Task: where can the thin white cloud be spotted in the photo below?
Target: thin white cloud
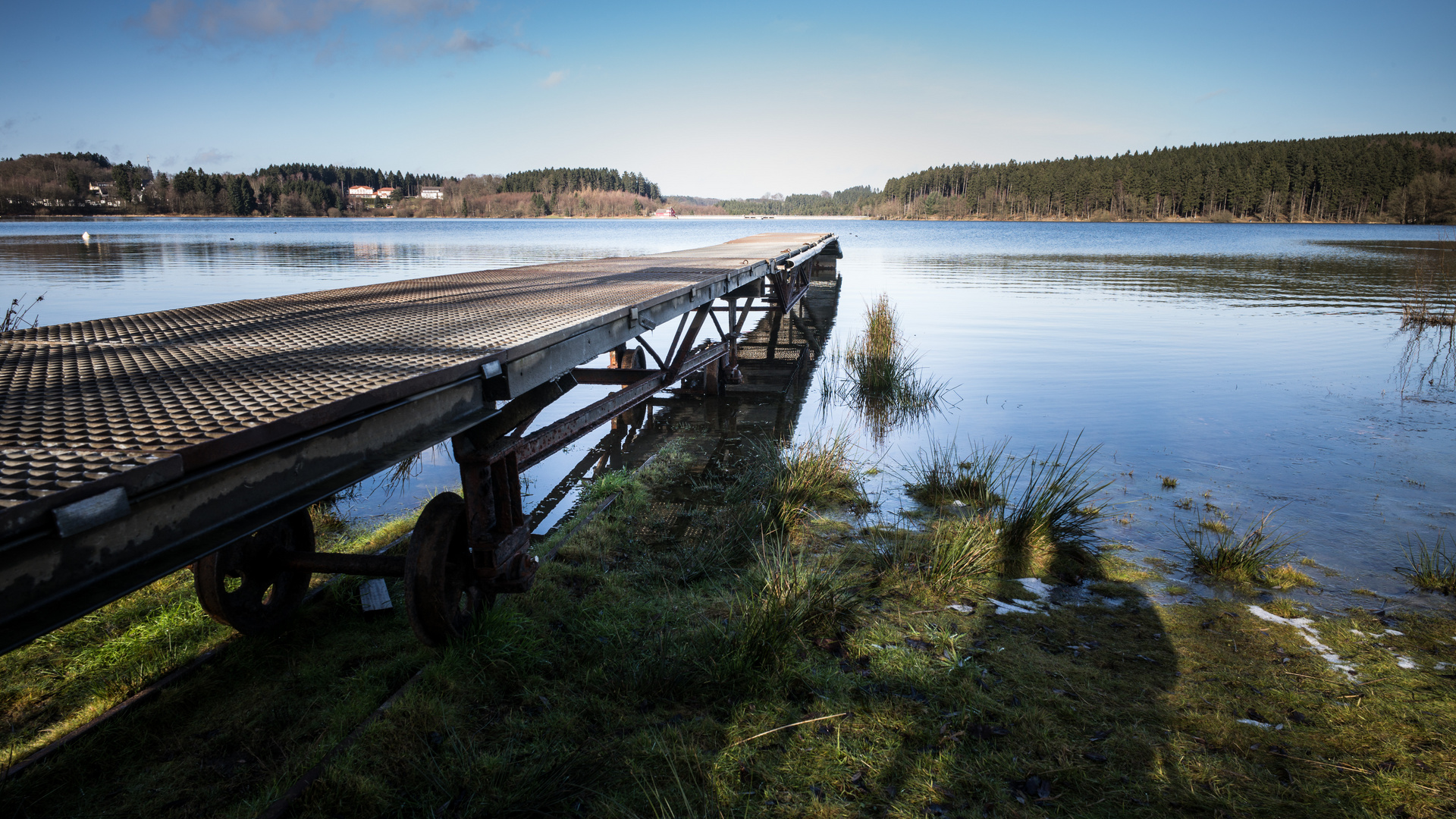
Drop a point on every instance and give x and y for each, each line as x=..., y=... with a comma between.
x=209, y=158
x=463, y=42
x=262, y=19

YOUR INSTRUCTIONS:
Each line, starting with the one containing "Drop a point" and ending with the last line of the records above, should be reproduced exactly.

EXPECTED ANSWER:
Drop a point on every instance and give x and y for each, each line as x=..., y=... with a comma between.
x=209, y=158
x=463, y=42
x=262, y=19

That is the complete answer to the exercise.